> **Instructions to follow**
Write out, word for word, the part of the fertility fraud text below between "The medical history" and "measures in place.", inclusive.

> **Document extract**
__________________________________________________

Fertility fraud, as obscure as the topic may seem, is quite common in the United States.

How? Because fertility clinics and doctors are far too free from accountability.

The Protecting Families from Fertility Fraud Act of 2023 is one response. This bipartisan bill introduced by Bice would criminalize assisted reproductive technology fraud. If a doctor knowingly uses sperm, eggs, or embryos other than what the client had chosen, he would be subject to criminal charges. It would apply to in vitro fertilization, surrogacy, or assisted insemination.

The bill puts the charge under “sexual abuse” crimes.   

The act treats a doctor’s action as one of deception, assault, and a lack of consent. As political philosopher Michael J. Sandel argues, modern thought often reduces moral problems to the “language of autonomy, fairness, and individual rights.” Hence, the speakers invoked a lack of consent in describing the harm done by these doctors. Even if the mother consents to an anonymous donor, the child doesn’t. 

The bill also provides a chance to consider deeper moral issues linked with anonymous sperm or egg donations.  

Most “donor-conceived” people come from an anonymous donor. Because of this, the children have little or no information about them. This includes the donor’s medical history or the existence of other half-siblings.  

Even the term “donor-conceived” is misleading. It implies an altruistic donation of the egg or sperm. In reality, Big Fertility has a large and profitable business of buying and selling reproductive cells.

Donor-conceived persons face many tough questions about their identity. This includes their desire to know their biological parent and their biological family’s medical history.

Each person has an inherent desire to know, and know about, her biological parents. Two recent surveys, “My Daddy’s Name is Donor” and “We Are Donor Conceived,” show this desire runs deep for people with anonymous donor parents. 

Eve Wiley, one of the speakers at the hearing, shared how she wanted to know her biological father. Her mother helped her find the contact information of the man she selected as Eve’s donor. From there, Eve built a close relationship with this man she thought was her father. Imagine their horror when they found out that he wasn’t the donor; the fertility doctor was.

The medical history aspect is just as important. Ballard explained that she and 90 of her half-siblings conceived with Cline’s sperm have an autoimmune disease. Not only did the doctor secretly use his own sperm, but he gave them a lifelong medical problem. For other donor-conceived persons, anonymous donors don’t include a medical history.   

Additionally, children created through in vitro fertilization also have higher rates of autismcancer, and birth issues like cleft palate to boot. You would think that a medical procedure that creates life would have strong safety measures in place.   

Despite the abhorrent actions of Cline and other doctors like him, assisted reproductive technology treatments remain mostly unregulated. This has been true since the first successful in vitro fertilization birth in 1978.

__________________________________________________

> **Supplied records**

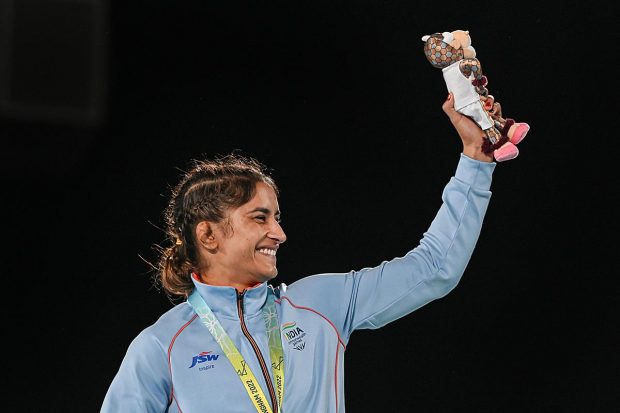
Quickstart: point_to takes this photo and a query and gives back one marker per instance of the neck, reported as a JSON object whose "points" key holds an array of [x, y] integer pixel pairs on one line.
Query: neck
{"points": [[219, 282]]}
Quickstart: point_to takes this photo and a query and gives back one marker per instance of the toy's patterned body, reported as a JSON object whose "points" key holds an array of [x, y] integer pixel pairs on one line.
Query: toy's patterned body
{"points": [[464, 79]]}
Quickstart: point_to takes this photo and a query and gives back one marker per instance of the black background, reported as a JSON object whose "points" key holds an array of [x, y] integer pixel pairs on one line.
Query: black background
{"points": [[339, 101]]}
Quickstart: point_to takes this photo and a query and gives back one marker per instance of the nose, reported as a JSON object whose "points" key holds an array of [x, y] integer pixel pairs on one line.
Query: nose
{"points": [[277, 233]]}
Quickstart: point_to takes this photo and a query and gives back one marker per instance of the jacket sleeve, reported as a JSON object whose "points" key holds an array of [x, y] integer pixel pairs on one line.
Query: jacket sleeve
{"points": [[142, 382], [372, 297]]}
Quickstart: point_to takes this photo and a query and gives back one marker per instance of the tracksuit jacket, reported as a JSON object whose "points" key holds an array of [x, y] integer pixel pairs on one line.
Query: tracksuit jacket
{"points": [[175, 365]]}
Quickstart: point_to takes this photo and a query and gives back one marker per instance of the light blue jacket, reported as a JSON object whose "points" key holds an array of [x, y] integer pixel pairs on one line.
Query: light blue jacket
{"points": [[175, 365]]}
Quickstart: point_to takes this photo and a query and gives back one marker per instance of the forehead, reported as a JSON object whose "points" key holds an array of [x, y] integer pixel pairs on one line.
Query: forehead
{"points": [[265, 197]]}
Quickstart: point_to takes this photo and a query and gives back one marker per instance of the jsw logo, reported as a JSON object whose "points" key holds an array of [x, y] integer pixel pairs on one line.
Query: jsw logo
{"points": [[202, 357]]}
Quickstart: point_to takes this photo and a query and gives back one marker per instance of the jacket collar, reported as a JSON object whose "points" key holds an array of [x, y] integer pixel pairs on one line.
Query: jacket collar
{"points": [[223, 300]]}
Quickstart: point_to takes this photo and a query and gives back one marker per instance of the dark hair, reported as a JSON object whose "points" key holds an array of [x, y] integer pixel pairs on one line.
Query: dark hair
{"points": [[204, 193]]}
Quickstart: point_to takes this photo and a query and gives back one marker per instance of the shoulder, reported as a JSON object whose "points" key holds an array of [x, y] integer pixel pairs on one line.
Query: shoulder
{"points": [[162, 332]]}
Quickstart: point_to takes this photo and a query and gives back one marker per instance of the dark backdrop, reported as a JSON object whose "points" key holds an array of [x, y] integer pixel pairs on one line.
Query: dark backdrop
{"points": [[104, 103]]}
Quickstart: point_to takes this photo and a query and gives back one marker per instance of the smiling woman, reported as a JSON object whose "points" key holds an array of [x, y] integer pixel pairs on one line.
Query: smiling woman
{"points": [[237, 344], [223, 221]]}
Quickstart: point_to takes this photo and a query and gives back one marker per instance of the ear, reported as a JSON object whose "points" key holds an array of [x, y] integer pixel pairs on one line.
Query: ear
{"points": [[205, 235]]}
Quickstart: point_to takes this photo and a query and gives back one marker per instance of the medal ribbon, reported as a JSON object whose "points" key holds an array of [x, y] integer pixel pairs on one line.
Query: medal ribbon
{"points": [[246, 376]]}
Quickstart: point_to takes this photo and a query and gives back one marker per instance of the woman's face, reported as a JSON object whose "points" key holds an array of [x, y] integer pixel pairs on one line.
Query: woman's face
{"points": [[247, 241]]}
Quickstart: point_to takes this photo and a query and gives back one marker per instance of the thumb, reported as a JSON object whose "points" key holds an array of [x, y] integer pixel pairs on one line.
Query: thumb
{"points": [[448, 108]]}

__________________________________________________

> **Exercise response**
The medical history aspect is just as important. Ballard explained that she and 90 of her half-siblings conceived with Cline’s sperm have an autoimmune disease. Not only did the doctor secretly use his own sperm, but he gave them a lifelong medical problem. For other donor-conceived persons, anonymous donors don’t include a medical history.   

Additionally, children created through in vitro fertilization also have higher rates of autismcancer, and birth issues like cleft palate to boot. You would think that a medical procedure that creates life would have strong safety measures in place.